**CONSIGNES:**
1) D'après l'extrait sur Rousseau et l'égalité, comment l'égalité de statut politique doit-elle être perçue ?
2) Rédigez la suite de l'extrait sur Rousseau et l'égalité, à partir de la citation de l'Emile qui le clôt.

Cependant, et nous l’avons précédemment souligné, la justification philosophique des principes de justice ne contient pas d’appel direct à un idéal d’égalité entre les individus. Au- delà d’un égalitarisme niveleur, Rousseau nous confirme la nécessité d’une égalité civile non homogène, mais proportionnelle à l’inégalité immédiate, empirique de talent et de genre entre les individus. Rousseau demeure le précepteur d’Emile, avec toute l’absence de véritable communication que nous avons déjà fait remarquer. Mais Rousseau souligne combien l’égalité de statut politique doit se percevoir, dans cet ordre des choses, comme la garantie sociale essentielle du respect de soi-même1.

La compassion solidarise l’égalité des individus, et tend surtout à confirmer la nécessité de la réconciliation entre nantis et indigents, au nom du sentiment de l’humanité, mesure et parti indépassable parce qu’universel2. Mais que l’on s’arrête sur ce passage de l’Emile :

« C’est le peuple qui compose le genre humain ; ce qui n’est pas le peuple est si peu de chose que ce n’est pas la peine de le compter. L’homme est le même dans tous les états ; si cela est, les états3 les plus nombreux méritent le plus de respect » .

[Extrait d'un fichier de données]
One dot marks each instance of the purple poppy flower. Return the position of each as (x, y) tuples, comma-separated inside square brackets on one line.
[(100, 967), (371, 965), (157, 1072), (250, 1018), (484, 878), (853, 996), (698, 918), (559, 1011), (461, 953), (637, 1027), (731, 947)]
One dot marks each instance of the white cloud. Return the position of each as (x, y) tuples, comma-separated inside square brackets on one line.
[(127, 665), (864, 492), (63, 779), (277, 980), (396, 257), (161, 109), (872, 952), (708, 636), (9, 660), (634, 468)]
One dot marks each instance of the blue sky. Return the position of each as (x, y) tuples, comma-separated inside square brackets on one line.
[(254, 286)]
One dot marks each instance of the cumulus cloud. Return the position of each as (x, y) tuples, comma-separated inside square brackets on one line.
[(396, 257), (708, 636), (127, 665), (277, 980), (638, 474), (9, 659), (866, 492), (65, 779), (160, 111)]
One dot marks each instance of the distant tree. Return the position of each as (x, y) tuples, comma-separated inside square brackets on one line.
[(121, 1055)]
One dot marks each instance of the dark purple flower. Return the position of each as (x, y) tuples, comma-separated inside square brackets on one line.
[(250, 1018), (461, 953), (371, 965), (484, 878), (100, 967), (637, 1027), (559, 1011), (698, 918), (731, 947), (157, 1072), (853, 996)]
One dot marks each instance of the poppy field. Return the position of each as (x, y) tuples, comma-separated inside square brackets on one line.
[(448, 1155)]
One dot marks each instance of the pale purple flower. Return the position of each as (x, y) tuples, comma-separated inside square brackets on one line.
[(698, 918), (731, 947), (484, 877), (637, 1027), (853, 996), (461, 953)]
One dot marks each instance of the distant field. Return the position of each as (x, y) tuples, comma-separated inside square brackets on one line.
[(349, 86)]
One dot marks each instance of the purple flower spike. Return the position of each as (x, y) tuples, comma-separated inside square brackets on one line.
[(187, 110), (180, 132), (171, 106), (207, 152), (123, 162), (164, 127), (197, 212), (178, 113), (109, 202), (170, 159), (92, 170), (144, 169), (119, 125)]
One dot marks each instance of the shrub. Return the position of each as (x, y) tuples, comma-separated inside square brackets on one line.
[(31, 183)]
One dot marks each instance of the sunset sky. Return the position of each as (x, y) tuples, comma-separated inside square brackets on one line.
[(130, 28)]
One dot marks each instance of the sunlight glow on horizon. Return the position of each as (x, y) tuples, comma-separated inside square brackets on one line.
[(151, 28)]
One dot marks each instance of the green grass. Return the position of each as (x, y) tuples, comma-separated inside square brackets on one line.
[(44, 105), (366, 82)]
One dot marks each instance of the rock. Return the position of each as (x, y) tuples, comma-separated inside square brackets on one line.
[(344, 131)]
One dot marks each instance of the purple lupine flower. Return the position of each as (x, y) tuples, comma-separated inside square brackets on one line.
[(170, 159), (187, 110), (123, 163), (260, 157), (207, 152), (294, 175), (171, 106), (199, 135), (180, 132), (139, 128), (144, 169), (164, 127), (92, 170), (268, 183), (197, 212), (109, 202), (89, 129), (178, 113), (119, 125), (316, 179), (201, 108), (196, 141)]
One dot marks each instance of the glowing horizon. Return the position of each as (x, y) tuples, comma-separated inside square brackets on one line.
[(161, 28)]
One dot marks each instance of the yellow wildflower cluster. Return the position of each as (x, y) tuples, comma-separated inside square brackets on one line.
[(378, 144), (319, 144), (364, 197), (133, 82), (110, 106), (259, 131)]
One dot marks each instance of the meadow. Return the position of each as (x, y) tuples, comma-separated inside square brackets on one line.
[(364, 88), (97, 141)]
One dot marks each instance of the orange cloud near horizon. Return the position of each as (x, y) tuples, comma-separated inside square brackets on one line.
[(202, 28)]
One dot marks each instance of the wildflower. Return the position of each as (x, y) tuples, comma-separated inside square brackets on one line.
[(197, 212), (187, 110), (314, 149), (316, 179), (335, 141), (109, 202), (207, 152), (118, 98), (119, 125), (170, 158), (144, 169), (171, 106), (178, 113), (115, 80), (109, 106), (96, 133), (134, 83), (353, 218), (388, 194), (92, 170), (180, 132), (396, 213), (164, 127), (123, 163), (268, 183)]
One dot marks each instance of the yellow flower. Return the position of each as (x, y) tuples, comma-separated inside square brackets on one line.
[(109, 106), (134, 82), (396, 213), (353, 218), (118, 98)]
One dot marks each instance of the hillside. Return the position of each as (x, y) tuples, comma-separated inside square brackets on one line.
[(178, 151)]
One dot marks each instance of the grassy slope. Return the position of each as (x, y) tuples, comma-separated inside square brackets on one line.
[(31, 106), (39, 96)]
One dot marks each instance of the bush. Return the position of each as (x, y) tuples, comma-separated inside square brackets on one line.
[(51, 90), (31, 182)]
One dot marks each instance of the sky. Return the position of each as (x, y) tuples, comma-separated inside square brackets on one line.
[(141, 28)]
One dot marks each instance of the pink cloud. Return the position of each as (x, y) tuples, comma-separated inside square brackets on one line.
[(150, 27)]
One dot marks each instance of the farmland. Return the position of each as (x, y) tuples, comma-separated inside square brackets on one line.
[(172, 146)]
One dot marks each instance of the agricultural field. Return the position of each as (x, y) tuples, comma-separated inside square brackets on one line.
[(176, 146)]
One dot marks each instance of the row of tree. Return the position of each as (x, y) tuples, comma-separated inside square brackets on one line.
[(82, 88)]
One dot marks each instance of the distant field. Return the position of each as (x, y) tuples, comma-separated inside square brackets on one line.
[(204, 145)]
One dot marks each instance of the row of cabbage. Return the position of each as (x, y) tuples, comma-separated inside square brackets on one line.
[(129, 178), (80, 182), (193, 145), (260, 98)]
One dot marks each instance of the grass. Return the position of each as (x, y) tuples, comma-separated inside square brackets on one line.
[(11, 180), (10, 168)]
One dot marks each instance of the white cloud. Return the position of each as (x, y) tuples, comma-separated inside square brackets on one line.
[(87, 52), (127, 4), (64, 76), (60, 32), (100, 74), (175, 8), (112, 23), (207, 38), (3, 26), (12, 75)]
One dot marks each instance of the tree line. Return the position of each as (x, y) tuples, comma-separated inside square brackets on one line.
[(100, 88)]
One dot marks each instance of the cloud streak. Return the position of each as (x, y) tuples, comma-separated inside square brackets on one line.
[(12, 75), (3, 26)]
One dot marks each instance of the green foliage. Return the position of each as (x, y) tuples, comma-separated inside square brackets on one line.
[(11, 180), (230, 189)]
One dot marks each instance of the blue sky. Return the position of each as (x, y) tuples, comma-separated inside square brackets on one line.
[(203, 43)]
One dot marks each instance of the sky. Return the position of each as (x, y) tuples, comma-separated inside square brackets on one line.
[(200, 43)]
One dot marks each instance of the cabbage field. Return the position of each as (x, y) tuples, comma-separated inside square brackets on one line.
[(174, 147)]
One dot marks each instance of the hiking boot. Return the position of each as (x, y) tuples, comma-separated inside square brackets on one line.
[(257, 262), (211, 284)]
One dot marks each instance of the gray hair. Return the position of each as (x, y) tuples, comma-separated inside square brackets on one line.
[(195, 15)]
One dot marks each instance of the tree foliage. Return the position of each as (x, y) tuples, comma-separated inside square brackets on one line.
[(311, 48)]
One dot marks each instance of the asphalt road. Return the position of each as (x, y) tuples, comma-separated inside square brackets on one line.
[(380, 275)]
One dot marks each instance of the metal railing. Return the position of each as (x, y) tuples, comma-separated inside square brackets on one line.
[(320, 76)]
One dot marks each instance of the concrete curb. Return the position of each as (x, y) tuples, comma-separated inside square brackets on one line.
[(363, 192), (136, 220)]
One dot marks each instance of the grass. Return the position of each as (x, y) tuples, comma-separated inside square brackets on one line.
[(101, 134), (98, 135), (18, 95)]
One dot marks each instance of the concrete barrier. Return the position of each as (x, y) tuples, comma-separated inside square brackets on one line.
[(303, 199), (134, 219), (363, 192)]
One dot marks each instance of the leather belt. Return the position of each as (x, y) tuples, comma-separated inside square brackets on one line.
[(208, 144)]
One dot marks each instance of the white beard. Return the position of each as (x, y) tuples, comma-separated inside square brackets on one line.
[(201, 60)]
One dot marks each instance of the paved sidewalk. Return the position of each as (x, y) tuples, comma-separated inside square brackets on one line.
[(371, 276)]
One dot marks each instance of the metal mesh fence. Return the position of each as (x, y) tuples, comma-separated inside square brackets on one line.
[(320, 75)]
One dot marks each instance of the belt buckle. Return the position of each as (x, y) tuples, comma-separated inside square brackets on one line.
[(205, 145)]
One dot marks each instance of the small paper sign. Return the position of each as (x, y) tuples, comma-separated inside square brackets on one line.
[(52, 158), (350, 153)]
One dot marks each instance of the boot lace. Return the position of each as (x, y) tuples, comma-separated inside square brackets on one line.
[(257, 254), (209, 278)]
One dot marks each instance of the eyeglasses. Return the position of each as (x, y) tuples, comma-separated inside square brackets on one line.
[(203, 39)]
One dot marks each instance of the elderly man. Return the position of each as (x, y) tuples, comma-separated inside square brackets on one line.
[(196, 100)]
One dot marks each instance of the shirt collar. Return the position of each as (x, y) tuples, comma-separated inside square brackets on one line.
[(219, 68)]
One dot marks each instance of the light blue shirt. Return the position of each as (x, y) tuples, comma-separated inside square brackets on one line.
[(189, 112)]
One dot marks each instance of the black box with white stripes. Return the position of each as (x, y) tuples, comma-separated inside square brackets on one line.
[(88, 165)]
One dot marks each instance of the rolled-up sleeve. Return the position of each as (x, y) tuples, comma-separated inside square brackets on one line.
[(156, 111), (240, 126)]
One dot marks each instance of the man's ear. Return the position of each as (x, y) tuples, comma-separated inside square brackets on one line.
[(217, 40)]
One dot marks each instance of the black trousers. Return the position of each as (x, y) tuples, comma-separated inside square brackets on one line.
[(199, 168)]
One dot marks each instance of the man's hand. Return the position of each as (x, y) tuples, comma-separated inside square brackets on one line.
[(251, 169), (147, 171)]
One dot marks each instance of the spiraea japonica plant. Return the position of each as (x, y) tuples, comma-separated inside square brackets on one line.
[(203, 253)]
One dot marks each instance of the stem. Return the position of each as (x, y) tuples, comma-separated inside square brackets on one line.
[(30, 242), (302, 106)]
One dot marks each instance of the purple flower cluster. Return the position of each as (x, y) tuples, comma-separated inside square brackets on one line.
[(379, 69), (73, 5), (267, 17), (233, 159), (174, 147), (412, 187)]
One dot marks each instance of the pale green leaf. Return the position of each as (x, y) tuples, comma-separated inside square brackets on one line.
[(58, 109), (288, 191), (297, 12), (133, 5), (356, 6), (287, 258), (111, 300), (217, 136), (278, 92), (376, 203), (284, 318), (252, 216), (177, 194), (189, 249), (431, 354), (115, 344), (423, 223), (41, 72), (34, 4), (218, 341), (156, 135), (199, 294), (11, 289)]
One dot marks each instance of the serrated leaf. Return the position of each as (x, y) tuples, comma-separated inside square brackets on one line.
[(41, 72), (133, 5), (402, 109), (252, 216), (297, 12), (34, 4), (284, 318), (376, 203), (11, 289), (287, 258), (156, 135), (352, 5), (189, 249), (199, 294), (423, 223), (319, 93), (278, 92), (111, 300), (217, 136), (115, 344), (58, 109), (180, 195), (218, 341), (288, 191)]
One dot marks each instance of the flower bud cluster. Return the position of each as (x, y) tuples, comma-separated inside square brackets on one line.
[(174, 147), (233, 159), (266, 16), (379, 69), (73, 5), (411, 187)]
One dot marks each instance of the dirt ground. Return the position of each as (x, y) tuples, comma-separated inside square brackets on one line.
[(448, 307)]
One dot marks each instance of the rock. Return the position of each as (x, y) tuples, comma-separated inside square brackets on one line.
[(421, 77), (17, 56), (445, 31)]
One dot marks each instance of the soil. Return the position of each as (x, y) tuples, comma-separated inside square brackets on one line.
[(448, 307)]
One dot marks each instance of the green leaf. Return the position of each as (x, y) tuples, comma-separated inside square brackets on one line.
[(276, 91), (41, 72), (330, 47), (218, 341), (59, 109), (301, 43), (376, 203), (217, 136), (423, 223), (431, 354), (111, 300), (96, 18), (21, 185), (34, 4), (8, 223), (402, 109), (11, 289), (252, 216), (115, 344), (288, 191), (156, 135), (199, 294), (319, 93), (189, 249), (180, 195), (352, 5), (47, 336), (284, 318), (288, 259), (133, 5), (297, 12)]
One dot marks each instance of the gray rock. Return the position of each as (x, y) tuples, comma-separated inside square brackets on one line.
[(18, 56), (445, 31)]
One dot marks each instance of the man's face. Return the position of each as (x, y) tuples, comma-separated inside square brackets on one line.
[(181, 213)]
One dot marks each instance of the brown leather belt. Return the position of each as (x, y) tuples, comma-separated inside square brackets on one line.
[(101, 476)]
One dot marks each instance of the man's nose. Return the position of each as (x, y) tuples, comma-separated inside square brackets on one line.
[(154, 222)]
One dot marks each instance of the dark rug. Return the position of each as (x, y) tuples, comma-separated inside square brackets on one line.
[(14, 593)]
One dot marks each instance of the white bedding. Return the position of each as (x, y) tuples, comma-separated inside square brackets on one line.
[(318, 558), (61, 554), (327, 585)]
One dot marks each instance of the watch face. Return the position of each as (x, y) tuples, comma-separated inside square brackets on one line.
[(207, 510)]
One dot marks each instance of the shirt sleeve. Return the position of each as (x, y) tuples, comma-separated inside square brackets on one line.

**RÉPONSES PAR TÂCHE:**
1) Comme la garantie sociale essentielle du respect de soi-même.

2)
La critique de la raison de Rousseau n’est pas pour autant un éloge démesuré des sentiments. Et il s’agit de prévenir toute tentative d’interprétation allant dans le sens d’un irrationalisme. Avec Rousseau, ce qui est dénié à la raison, c’est le pouvoir dans l’état de nature d’assurer la survivance de l’espèce humaine, et dans l’état civil de fonder la morale. Cependant, Rousseau n’affirme pas pour autant que le sentiment de pitié puisse être le fondement d’une morale politique qui effacerait définitivement les distinctions entre les rangs, mais il s’agit tout au plus de tempérer l’individualisme égoïste des régimes prescrits par la philosophie moderne et d’inciter ceux qui possèdent, à la modération, à une époque où la société leur appartenait encore : toute une stratégie esthétique de la part de Rousseau4.

En revanche, l’histoire de la Révolution Française nous enseigne combien selon Robespierre et Saint-Just, la période de la Terreur n’était en définitive que l’avant-garde du « compassionnariat », puisqu’il s’agissait pour des authentiques révolutionnaires de prendre sur soi le fardeau des masses souffrantes et de faire de la compassion la suprême vertu politique.

  1. (1)  Rawls influencé par Rousseau insiste sur le fait que la structure de base de la société n’est responsable que de la garantie de l’égalité de statut politique. Cf. J. Rawls, Théorie de la justice, aux éditions du Seuil, 1987.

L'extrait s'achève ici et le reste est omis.